PROVIDED RECORDS |
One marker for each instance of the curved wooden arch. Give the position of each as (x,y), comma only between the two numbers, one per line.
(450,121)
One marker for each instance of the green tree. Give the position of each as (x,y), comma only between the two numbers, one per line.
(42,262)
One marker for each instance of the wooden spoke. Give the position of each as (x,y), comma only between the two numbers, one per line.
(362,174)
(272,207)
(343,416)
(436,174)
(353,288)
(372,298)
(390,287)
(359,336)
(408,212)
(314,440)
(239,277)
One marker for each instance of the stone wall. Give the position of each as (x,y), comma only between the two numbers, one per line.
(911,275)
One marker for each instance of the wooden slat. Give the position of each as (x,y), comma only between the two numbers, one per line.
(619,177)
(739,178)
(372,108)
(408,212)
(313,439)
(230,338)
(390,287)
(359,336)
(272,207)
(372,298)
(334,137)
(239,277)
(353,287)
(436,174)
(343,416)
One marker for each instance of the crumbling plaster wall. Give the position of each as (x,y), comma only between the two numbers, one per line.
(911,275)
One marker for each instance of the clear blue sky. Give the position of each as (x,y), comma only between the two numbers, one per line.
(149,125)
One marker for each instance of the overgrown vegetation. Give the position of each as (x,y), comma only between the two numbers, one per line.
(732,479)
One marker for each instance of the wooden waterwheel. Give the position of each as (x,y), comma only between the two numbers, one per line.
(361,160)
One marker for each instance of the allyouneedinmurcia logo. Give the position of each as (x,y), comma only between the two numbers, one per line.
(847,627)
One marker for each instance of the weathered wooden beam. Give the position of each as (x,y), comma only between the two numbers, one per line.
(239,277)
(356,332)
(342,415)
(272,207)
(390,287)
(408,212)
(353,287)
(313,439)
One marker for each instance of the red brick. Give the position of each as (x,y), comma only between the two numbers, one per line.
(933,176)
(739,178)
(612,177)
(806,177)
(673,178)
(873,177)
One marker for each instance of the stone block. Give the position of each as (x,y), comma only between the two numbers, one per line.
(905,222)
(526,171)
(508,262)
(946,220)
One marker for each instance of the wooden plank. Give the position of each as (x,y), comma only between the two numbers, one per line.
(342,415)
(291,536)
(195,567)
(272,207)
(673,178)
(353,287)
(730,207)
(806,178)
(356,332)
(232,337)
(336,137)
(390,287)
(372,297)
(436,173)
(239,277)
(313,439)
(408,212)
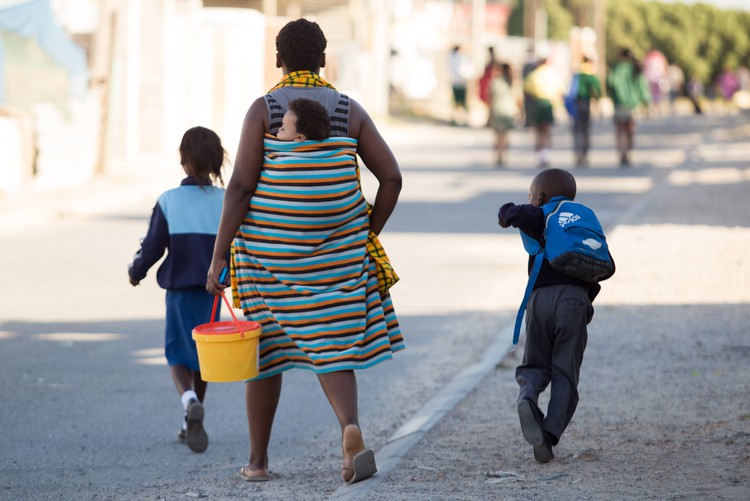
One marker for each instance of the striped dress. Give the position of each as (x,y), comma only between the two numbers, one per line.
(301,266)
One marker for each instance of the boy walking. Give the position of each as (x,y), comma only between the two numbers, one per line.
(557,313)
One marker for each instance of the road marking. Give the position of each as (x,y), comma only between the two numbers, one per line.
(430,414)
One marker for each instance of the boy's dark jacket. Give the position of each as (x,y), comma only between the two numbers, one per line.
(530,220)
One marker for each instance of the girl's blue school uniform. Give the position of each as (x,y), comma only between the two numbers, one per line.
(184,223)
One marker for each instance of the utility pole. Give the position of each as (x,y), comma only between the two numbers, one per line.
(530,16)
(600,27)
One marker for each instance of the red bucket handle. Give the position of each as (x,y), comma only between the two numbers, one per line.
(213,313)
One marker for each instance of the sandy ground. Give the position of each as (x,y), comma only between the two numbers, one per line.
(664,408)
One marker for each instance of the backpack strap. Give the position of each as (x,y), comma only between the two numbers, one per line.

EXERCISE PROMPT |
Reproduce every line above verbatim, in order, and leave the pictures out of the output.

SOLUTION |
One marker for each instance of the curved wooden arch. Give the position of each as (x,y), comma only between the two numbers, one per line.
(450,121)
One marker for each instance of the green tree. Give the position of each as (x,y), comma only between the two numbers, one per line.
(42,262)
One marker for each instance of the wooden spoke. Give the position of each as (x,y), comma only between the two numbers, one per line.
(362,174)
(272,207)
(343,416)
(436,174)
(353,288)
(372,298)
(390,287)
(359,336)
(408,212)
(314,440)
(239,277)
One marker for each instance of the stone wall. Give the position of each as (x,y), comma only between the two numbers, one per line.
(911,275)
One marker for each instance of the wooden slat. Give the position of each as (x,y), comma only between the two numbers, one per line.
(619,177)
(739,178)
(372,108)
(408,212)
(313,439)
(230,338)
(390,287)
(359,336)
(272,207)
(372,298)
(334,137)
(239,277)
(353,287)
(436,174)
(343,416)
One marker for each instance of the crumbling plaster wall. Give the position of each as (x,y), comma only between the two numbers, one per line.
(911,275)
One marker for each instance of the clear blue sky. Give the position of each as (x,y), comma only between the two numbers, one per line.
(149,125)
One marker for each instance of the overgrown vegetation. Give the position of each as (x,y), comma only between the two numbers, one per line.
(732,479)
One marker for each instance of the wooden waterwheel. Give the position of each as (x,y), comma only between the two numbers, one per line.
(361,160)
One marker for each instance of the allyouneedinmurcia logo. Give the position of each as (x,y), comma only between the two numbers, one per line.
(847,627)
One marker for each instance of the weathered wooden beam. Give the position of each as (x,y), comma only between the two numbers, one per line.
(239,277)
(356,332)
(342,415)
(272,207)
(390,287)
(408,212)
(353,287)
(313,439)
One marker for each instance of the red brick. Give the position of each as (x,y), comma only between the two numbers, one per line.
(933,176)
(739,178)
(612,177)
(806,177)
(673,178)
(873,177)
One marker for each instance of the stone block. Give the position of each as (x,y), comma only between the two numbers, one per line.
(905,222)
(526,171)
(508,262)
(946,220)
One marker for each instance of the wooden plank. Give the position of each as (x,y), comma only between the two numbers, one per line.
(342,415)
(291,536)
(195,567)
(272,207)
(673,178)
(353,287)
(730,207)
(806,178)
(356,332)
(232,337)
(336,137)
(390,287)
(372,297)
(436,173)
(239,277)
(313,439)
(408,212)
One marker for each instance of the striped dress. Give the position of each as (x,y), comma only between the two numbers, one per line.
(301,266)
One marker for each instance of the boy walking. Give the position of each as (x,y), comma only between the two numbers, one per line.
(557,313)
One marker for each instance of the road marking. Give the position of each as (x,y), comma only between the two numbers, one per line.
(430,414)
One marker for each instance of the boy's dark jacket. Give the position of each as (x,y), comma only between the two numbers, one per line.
(530,220)
One marker for each instance of the girl's blue school uniform. Give the position of each as (x,y), comma only between the two numbers, one per line.
(184,223)
One marker for each instance of the utility pole. Give the position of each as (x,y), comma only between the two numbers, one per line.
(530,16)
(600,27)
One marker for each instance of the red bucket handle. Give the position of each as (x,y), comma only between the two numbers, one per line.
(213,313)
One marker for each instance of the sandy ground. Give the position of each as (x,y), comma only between the two numbers, one per line.
(664,408)
One marker for each instance of the backpack strap. Give the position of each as (x,y), comma only between the two numbers, one per line.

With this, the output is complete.